■ **Stored data**
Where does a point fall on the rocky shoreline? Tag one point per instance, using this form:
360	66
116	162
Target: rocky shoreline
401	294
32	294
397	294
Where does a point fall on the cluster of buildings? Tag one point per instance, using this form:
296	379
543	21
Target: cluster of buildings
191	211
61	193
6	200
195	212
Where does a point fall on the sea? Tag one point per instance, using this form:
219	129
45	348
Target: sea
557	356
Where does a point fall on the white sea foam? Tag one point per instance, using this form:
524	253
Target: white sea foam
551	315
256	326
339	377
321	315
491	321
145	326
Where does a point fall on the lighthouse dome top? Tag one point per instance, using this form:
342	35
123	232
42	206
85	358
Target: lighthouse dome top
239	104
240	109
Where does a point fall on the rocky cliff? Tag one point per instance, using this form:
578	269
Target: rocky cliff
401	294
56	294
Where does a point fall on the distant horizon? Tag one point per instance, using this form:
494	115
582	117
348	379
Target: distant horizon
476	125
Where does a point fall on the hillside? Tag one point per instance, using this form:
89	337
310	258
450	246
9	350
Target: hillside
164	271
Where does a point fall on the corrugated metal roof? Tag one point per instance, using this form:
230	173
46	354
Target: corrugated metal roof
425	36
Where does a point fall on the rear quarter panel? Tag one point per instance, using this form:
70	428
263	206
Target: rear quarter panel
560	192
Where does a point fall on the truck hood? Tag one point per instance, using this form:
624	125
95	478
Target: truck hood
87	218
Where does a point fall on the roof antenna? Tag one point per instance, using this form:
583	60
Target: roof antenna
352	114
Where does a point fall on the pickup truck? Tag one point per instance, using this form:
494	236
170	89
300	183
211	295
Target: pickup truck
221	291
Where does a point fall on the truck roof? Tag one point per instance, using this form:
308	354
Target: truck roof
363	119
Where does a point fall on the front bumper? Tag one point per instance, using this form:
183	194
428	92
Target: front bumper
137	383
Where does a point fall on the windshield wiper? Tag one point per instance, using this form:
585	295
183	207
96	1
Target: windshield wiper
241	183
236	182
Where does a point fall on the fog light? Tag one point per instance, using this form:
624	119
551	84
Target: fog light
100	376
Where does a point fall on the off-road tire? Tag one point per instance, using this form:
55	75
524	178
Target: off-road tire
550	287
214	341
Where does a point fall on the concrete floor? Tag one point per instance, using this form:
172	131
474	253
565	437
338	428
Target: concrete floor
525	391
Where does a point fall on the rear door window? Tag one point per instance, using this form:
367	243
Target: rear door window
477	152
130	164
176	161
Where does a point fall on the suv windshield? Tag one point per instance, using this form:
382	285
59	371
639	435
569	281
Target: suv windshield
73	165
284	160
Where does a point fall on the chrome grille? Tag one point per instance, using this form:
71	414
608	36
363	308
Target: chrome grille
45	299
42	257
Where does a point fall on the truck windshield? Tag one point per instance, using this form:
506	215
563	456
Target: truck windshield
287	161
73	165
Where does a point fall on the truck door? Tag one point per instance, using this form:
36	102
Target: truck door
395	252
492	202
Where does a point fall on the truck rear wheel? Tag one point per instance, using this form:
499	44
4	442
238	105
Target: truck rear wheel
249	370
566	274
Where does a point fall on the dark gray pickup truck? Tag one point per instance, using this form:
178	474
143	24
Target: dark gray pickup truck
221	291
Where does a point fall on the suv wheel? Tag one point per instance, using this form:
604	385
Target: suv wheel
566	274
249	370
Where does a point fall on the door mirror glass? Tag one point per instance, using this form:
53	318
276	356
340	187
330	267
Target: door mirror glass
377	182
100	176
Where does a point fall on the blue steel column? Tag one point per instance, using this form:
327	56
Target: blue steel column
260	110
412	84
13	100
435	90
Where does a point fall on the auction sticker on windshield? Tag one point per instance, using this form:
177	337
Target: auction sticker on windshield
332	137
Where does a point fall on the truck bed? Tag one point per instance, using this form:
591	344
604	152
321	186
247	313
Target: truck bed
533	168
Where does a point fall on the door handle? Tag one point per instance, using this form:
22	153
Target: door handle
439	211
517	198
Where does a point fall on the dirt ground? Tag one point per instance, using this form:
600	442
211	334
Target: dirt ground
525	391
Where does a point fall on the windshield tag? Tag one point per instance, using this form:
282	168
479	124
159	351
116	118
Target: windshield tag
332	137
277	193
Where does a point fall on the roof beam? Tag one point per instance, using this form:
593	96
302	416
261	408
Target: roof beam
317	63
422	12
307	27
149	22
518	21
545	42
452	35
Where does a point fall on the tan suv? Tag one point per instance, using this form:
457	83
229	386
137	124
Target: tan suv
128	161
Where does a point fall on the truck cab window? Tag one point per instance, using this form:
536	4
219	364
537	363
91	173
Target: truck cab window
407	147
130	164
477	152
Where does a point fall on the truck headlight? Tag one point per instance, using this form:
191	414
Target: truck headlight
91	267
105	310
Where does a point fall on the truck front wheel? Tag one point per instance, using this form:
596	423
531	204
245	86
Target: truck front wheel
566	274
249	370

■ **Task to complete**
Repeat, character for character, the lines from the one that holds "Where does a point fall on the dark" to the final line of the material, inclusive, and no other lines.

■ **Written response**
Where does a point fall on the dark gray pickup truck? Tag one point per instance, using this form:
178	474
143	24
Target: dark gray pickup truck
221	291
Where does a point fall on the suv wheel? Tag one point per instance, using this form:
604	385
Target: suv wheel
566	274
249	370
Where does a point fall on the door mirror glass? Tag one point per instance, using this form:
53	318
276	356
340	187
330	267
Target: door mirror glass
377	182
100	176
Where does a point fall on the blue steel column? Tag one point per instance, using this form:
327	56
Target: blue steel column
260	110
412	84
13	100
435	90
Where does a point fall on the auction sticker on windshield? Tag one point per instance, using this form:
177	337
Target: auction sticker on windshield
332	137
Where does a point fall on the truck bed? Tag one point per instance, using this form:
591	344
604	152
321	186
247	313
Target: truck bed
533	168
Where does a point fall on the door handle? Tag one point per instance, using this form:
22	153
Target: door handle
439	211
517	198
Where does a point fall on the dirt ground? Tag one point per instance, using this form:
600	442
211	334
Target: dirt ground
525	391
Where does a point fall on the windshield tag? Tag one point per instance, using this form:
282	168
479	124
159	351
116	118
Target: windshield tag
332	137
277	193
Where does a point fall on the roof beam? Tag one point per instance, using this form:
593	96
302	416
261	408
Target: roof beam
317	63
422	12
307	27
149	22
518	21
545	42
452	35
Where does a point fall on the tan suv? Tag one point per instance, using this form:
457	83
229	386
137	124
Target: tan suv
128	161
Where does a point fall on the truck cab window? Tag one point per instance, using this form:
536	4
219	364
537	363
91	173
Target: truck cab window
407	147
130	164
477	152
Where does a point fall on the truck headlight? Tag one point per instance, using this form:
191	414
Target: truck headlight
91	267
105	310
Where does a point fall on the truck front wheel? Tag one point per instance, using this form:
596	423
531	204
245	86
Target: truck front wheel
566	274
249	370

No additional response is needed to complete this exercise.